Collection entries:
====================

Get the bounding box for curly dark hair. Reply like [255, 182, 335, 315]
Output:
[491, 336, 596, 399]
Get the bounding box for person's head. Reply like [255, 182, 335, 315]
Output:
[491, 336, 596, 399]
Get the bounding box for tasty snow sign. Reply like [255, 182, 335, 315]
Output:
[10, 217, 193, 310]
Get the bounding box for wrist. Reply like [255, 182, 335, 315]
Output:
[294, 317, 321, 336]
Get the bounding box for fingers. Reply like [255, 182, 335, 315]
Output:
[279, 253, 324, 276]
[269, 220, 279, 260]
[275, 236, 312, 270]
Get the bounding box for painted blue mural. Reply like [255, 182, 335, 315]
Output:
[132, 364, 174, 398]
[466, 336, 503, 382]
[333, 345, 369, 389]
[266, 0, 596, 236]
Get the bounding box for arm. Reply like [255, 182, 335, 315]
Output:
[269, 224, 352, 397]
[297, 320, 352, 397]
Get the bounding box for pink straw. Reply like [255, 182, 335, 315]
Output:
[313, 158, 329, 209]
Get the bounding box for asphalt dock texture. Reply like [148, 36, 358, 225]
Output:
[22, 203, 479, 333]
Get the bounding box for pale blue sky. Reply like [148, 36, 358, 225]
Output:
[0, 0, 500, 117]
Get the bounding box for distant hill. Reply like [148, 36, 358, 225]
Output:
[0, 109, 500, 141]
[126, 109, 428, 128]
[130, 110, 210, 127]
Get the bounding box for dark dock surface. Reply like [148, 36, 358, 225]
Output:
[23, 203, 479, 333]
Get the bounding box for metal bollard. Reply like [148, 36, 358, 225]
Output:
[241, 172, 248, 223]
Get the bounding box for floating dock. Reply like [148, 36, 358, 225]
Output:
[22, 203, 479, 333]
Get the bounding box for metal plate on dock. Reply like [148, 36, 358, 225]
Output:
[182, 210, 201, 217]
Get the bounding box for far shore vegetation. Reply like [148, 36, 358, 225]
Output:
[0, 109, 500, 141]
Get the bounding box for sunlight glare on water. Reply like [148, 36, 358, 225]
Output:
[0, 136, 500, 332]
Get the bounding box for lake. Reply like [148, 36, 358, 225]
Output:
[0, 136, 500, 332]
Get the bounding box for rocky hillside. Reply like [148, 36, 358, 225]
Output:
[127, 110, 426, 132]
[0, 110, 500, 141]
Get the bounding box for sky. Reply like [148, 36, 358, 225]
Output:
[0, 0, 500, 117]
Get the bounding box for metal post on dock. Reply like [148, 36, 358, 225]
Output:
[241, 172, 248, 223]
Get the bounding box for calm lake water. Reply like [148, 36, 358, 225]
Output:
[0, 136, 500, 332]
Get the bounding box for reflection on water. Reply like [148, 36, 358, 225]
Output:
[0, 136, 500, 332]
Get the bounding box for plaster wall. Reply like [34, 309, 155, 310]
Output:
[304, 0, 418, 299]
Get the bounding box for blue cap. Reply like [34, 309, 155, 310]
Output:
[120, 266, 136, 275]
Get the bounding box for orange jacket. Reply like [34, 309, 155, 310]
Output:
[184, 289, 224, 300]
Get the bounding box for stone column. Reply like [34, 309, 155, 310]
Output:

====================

**Job:** Return all of the rows above, reproducing every line without any change.

**Result:**
Get the bounding box for curly dark hair. Reply like [255, 182, 335, 315]
Output:
[491, 336, 596, 399]
Get the bounding box for person's head. Reply like [255, 182, 335, 315]
Output:
[491, 336, 596, 399]
Get the bounding box for tasty snow sign. Reply like [255, 182, 335, 315]
Output:
[10, 217, 193, 310]
Get the bounding box for wrist. Reply like [255, 182, 335, 315]
Output:
[294, 317, 321, 336]
Get the bounding box for fingers. Reply like [255, 182, 335, 315]
Output:
[279, 253, 324, 276]
[269, 220, 279, 260]
[275, 236, 312, 270]
Get the bounding box for painted blue mural. Reply like [255, 182, 335, 315]
Output:
[132, 364, 174, 398]
[466, 336, 503, 382]
[333, 345, 369, 389]
[266, 0, 596, 236]
Get the bounding box for arm. Reply like [255, 182, 335, 315]
Output:
[269, 224, 352, 397]
[297, 320, 352, 397]
Get the bounding box for pink straw. Reply like [255, 182, 335, 315]
Output:
[313, 158, 329, 209]
Get the bounding box for asphalt dock texture. Reply like [148, 36, 358, 225]
Output:
[22, 203, 479, 333]
Get the bounding box for pale blue sky. Reply like [148, 36, 358, 225]
Output:
[0, 0, 500, 117]
Get the bounding box for distant hill. Reply like [148, 36, 358, 225]
Output:
[0, 109, 500, 141]
[126, 109, 428, 128]
[130, 110, 210, 127]
Get the bounding box for dark dock surface. Reply like [148, 36, 358, 225]
Output:
[23, 203, 479, 333]
Get the bounding box for metal bollard. Reply like [148, 36, 358, 225]
Output:
[241, 172, 248, 223]
Get the bounding box for floating dock. Reply like [148, 36, 358, 225]
Output:
[22, 203, 479, 333]
Get the bounding box for metal plate on dock. Reply like [148, 36, 358, 225]
Output:
[182, 210, 201, 217]
Get the bounding box for far shore vegetation. Reply like [148, 36, 358, 225]
Output:
[0, 109, 500, 141]
Get the bounding box for sunlight glare on water. Reply like [148, 36, 358, 225]
Output:
[0, 136, 500, 332]
Get the bounding box for lake. Reply like [148, 36, 358, 225]
Output:
[0, 136, 500, 332]
Get the bounding box for rocky hillside. Reply like [148, 36, 358, 225]
Output:
[127, 110, 426, 132]
[0, 110, 500, 141]
Get the bounding box for sky. Reply like [148, 36, 358, 225]
Output:
[0, 0, 500, 117]
Get the bounding box for metal post on dock. Reply like [148, 36, 358, 225]
Output:
[241, 172, 248, 223]
Get the bounding box for calm lake water. Reply like [148, 36, 358, 225]
Output:
[0, 136, 500, 332]
Get the bounding box for reflection on water. Reply like [148, 36, 358, 225]
Output:
[0, 136, 500, 332]
Get the bounding box for plaster wall. Reply like [34, 309, 155, 310]
Output:
[304, 0, 418, 299]
Get the bounding box for blue cap. Reply like [34, 309, 155, 310]
Output:
[120, 266, 136, 275]
Get the bounding box for orange jacket. Reply like [34, 309, 155, 310]
Output:
[184, 289, 224, 300]
Get the bounding box for stone column. Reply like [34, 309, 155, 310]
Output:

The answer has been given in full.